• [TEXTE PROPOSÉ]
Cette épidémie sans précédent a déjà fait au moins 1.350 morts, essentiellement au Liberia, en Sierra Leone et en Guinée, des pays parmi les plus pauvres du monde.
«L’épidémie d’Ebola n’est pas seulement une crise de santé publique, mais une crise économique (…) qui touche de nombreux secteurs d’activité», a alerté le président de la Banque africaine de développement (BAD) Donald Kaberuka, en annonçant cette semaine un fonds de 60 millions de dollars (45 millions d’euros) pour les pays concernés.
Plus dure l’épidémie, plus les facteurs psychologiques joueront sur les acteurs économiques, préviennent les experts.
Selon Philippe Hugon, directeur de recherche en charge de l’Afrique à l’Institut de relations internationales et stratégiques (Iris), «le principe de précaution aura pour effet une baisse de la production car les économies ouest-africaines sont très dépendantes des grands groupes pour exporter leurs matières premières».
«Tout dépend si cela reste conjoncturel ou si l’épidémie continue de s’accroître de manière durable. Les chefs d’entreprises étrangères sur place sont très inquiets», précise-t-il.
Le géant mondial de l’acier ArcelorMittal a ainsi annoncé le 8 août la suspension d’un chantier d’agrandissement de la mine de minerai de fer de Yekepa et du terminal portuaire de Buchanan, au Liberia, les entreprises sous-traitantes ayant invoqué la «force majeure» et évacué leurs employés.

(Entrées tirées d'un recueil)
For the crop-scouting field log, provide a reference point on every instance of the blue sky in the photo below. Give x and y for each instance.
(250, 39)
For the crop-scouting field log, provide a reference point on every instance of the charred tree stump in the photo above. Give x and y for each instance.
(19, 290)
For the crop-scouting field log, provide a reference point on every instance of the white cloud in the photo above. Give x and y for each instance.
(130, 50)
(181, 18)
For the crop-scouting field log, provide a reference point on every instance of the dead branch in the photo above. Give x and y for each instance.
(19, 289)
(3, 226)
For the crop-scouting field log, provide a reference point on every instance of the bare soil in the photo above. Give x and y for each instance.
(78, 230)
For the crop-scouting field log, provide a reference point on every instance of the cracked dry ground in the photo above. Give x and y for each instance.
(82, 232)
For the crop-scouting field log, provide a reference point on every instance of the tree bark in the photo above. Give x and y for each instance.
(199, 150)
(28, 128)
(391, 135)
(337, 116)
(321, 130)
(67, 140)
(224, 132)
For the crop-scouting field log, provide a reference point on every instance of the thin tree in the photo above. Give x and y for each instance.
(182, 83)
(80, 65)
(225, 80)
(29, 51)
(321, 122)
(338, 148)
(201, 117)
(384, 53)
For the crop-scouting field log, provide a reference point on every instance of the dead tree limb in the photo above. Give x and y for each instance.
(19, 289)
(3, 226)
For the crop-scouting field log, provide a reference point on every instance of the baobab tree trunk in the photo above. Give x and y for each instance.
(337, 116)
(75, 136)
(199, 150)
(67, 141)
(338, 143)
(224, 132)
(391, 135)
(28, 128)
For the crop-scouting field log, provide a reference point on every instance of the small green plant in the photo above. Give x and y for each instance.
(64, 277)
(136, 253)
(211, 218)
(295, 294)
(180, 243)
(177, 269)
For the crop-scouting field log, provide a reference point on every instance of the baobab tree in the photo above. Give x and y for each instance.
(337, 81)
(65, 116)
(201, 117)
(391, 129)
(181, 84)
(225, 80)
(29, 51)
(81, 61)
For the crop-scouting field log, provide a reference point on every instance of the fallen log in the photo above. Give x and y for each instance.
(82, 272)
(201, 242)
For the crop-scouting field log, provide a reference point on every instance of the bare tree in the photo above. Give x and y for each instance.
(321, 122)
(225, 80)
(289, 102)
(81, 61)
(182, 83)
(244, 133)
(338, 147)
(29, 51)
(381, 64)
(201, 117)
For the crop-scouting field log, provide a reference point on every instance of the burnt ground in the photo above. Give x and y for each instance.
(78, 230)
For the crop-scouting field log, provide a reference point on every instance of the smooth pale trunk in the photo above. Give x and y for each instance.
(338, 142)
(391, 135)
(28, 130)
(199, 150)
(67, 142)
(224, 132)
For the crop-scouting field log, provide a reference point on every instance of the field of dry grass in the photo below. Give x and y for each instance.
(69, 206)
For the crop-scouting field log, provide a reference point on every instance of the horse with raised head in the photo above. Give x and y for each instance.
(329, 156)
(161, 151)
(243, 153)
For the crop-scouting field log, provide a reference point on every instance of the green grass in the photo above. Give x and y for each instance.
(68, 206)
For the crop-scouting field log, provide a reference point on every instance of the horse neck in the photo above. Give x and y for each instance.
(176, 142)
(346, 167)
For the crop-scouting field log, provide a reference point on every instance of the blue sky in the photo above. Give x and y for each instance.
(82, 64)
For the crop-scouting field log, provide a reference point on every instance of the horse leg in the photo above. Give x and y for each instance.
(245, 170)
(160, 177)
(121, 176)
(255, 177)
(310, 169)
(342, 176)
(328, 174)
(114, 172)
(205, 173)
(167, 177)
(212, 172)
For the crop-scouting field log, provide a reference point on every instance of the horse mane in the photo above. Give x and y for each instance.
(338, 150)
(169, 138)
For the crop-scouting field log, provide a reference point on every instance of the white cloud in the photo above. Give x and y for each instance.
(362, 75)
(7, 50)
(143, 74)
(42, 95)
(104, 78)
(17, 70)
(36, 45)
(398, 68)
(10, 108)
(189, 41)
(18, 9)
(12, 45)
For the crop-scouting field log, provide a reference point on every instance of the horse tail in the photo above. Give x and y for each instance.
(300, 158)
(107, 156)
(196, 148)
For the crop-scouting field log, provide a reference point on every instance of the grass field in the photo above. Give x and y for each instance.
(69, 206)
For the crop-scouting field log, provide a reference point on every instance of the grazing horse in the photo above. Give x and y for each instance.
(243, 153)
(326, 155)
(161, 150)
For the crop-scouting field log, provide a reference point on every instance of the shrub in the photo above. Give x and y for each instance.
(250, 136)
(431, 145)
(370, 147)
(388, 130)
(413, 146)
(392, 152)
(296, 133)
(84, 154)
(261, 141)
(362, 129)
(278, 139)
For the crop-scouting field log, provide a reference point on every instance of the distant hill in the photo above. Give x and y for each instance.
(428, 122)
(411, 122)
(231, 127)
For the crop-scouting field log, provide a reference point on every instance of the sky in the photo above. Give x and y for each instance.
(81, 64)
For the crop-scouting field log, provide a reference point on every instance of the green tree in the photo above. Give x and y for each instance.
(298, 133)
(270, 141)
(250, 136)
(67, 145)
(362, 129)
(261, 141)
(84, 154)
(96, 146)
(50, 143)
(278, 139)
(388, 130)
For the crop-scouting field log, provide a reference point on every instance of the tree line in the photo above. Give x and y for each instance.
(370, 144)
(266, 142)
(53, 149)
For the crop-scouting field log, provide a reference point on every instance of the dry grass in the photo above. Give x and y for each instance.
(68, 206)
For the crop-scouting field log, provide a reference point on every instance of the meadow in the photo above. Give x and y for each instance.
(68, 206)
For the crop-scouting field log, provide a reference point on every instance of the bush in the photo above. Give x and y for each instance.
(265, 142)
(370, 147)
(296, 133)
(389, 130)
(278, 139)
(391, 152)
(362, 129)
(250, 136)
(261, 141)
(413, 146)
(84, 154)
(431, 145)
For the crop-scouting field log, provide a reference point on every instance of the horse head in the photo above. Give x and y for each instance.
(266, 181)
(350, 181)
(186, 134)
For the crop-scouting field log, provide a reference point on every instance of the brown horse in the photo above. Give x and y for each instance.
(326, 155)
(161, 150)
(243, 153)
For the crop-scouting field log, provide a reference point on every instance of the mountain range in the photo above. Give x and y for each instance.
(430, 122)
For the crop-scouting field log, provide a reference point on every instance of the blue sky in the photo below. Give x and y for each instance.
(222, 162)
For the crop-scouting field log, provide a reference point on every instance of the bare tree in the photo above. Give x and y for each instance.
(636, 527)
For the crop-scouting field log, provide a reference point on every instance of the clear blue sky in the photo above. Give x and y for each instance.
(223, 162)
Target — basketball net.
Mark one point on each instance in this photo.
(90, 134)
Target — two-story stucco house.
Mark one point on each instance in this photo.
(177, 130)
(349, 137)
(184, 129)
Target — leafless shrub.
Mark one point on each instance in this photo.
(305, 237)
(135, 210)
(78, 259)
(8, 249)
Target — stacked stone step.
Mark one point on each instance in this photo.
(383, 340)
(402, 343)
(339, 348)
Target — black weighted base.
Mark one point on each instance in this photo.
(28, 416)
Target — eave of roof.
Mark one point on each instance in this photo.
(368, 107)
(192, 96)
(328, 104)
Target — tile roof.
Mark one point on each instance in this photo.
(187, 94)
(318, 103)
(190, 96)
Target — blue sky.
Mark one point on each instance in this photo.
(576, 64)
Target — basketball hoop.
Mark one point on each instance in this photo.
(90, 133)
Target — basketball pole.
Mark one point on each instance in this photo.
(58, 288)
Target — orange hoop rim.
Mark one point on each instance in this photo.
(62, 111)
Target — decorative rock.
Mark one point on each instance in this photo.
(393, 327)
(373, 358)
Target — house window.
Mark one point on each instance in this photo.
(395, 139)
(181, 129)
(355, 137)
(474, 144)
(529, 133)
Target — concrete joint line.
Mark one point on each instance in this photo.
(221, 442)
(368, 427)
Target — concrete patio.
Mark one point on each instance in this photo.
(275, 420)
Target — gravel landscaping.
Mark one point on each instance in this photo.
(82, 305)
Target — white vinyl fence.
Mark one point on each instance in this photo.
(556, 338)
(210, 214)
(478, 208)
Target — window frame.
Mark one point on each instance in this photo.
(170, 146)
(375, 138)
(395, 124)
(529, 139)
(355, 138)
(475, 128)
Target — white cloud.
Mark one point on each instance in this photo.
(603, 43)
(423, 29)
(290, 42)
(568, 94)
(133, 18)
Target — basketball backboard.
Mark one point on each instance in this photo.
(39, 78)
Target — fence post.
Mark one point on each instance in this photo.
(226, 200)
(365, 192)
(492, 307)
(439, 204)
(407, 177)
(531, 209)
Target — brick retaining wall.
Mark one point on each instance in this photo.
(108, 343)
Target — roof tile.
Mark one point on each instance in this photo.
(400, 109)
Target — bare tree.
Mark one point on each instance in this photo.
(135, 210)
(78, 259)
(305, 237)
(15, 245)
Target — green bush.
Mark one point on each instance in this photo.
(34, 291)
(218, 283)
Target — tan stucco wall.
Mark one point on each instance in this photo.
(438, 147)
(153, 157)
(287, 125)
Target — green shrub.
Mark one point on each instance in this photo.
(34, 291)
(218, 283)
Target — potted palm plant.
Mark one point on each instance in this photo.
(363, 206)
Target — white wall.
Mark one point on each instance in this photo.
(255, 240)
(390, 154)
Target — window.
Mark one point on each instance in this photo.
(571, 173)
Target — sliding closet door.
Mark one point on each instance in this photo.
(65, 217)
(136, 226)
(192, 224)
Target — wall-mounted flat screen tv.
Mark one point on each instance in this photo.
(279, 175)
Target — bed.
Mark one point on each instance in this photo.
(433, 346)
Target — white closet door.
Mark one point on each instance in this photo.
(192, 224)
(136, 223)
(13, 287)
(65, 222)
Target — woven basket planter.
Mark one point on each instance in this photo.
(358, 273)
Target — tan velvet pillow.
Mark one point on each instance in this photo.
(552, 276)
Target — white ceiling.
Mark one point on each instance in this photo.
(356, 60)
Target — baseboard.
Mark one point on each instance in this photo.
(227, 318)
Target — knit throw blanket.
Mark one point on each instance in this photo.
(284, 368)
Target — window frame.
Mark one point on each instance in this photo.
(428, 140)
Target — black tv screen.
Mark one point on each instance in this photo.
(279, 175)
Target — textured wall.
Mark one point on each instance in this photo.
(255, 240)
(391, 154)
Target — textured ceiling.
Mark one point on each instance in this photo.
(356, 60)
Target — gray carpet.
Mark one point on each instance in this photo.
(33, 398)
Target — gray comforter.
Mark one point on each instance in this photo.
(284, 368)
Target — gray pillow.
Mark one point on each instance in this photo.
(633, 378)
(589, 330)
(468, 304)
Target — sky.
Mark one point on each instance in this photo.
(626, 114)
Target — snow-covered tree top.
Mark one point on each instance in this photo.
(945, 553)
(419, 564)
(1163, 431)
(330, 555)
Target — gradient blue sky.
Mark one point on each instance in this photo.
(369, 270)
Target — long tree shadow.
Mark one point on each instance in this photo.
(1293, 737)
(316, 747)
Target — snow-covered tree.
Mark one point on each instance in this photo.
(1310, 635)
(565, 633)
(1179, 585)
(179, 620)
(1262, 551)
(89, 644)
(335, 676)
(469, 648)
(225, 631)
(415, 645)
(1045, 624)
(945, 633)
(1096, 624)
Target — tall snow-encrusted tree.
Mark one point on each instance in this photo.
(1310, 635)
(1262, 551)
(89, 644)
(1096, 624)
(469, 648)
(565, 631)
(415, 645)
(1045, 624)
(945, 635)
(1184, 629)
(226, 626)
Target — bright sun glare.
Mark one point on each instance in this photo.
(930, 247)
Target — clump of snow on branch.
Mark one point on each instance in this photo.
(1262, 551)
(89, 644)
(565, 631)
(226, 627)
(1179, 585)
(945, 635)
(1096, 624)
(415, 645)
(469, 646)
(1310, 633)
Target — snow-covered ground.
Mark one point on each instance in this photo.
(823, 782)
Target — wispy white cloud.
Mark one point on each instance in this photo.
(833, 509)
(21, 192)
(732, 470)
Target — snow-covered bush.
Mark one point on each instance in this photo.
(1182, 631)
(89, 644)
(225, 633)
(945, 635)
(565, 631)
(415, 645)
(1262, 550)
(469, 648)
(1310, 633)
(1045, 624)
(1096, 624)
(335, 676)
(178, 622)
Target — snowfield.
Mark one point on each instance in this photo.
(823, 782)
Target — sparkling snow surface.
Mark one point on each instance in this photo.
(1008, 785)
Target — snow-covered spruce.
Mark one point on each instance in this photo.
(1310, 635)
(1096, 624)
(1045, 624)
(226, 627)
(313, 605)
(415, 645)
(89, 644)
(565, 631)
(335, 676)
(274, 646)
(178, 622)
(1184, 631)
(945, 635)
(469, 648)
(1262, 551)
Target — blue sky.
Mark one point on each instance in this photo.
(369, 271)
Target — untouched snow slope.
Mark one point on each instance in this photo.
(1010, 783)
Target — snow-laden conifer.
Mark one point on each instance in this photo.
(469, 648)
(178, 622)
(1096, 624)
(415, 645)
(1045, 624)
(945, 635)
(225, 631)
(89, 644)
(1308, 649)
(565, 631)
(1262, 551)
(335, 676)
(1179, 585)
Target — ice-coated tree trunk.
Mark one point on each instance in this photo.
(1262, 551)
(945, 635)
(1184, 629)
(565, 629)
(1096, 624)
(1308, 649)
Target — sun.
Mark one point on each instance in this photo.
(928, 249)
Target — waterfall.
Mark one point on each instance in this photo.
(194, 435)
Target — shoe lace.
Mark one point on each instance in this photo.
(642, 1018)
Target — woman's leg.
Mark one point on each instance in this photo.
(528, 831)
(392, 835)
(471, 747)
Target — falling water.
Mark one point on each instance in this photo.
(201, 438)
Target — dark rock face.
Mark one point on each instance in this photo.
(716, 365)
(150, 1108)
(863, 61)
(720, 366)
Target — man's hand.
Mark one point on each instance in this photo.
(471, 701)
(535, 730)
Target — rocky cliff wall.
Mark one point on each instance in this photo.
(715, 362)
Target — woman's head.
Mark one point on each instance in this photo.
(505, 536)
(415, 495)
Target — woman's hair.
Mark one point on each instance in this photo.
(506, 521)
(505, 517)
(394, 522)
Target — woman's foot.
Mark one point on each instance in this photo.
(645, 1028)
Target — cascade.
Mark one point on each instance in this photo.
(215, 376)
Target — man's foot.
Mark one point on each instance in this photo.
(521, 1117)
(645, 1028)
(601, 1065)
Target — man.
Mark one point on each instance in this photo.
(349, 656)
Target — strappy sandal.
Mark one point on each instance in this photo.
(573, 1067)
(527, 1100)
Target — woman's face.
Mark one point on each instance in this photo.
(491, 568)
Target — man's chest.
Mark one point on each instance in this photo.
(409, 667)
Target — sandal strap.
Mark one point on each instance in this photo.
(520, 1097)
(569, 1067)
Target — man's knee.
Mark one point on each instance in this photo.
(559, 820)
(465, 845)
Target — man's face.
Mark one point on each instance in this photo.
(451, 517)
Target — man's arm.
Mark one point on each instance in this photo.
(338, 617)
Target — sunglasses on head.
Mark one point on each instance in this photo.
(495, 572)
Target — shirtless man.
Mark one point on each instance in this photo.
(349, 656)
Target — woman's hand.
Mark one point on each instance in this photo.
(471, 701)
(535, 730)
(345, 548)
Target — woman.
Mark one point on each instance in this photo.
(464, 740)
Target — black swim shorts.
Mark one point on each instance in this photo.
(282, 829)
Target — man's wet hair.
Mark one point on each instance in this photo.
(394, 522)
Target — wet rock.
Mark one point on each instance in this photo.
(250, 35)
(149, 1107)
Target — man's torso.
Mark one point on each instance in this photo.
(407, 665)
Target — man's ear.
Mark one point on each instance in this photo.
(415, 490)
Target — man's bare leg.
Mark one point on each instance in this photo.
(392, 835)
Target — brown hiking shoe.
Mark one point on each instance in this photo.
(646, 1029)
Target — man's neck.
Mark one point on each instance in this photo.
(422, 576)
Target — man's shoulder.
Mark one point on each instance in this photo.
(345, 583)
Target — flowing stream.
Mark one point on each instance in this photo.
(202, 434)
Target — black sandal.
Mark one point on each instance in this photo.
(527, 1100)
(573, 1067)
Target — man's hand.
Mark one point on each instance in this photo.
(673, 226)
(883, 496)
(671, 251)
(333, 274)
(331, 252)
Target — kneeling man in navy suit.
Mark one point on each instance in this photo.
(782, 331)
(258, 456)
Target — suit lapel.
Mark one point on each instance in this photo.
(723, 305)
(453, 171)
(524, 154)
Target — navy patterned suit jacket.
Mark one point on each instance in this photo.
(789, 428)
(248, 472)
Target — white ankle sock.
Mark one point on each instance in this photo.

• [CONSIGNE] Réécrivez le texte sur l'épidémie d'Ebola depuis « Cette épidémie sans » jusqu'à « les pays concernés. » inclus, en remplaçant « sans précédent » par « inédite ».

• [CORRIGÉ]
Cette épidémie inédite a déjà fait au moins 1.350 morts, essentiellement au Liberia, en Sierra Leone et en Guinée, des pays parmi les plus pauvres du monde.
«L’épidémie d’Ebola n’est pas seulement une crise de santé publique, mais une crise économique (…) qui touche de nombreux secteurs d’activité», a alerté le président de la Banque africaine de développement (BAD) Donald Kaberuka, en annonçant cette semaine un fonds de 60 millions de dollars (45 millions d’euros) pour les pays concernés.